[Start of STORED DATA]
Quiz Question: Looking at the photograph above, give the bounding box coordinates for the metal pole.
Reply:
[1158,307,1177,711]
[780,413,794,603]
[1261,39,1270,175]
[End of STORED DATA]
▶ REQUIREMENT
Rewrite all of the material above as a numbered list, one line per item, and leave out any blank lines.

▶ SOLUTION TO THIS EXERCISE
1. Quiz Question: Looking at the photograph above, give the bounding box coordinates for the metal pole.
2. Reply:
3. [1158,307,1177,711]
4. [780,413,794,603]
5. [1261,39,1270,175]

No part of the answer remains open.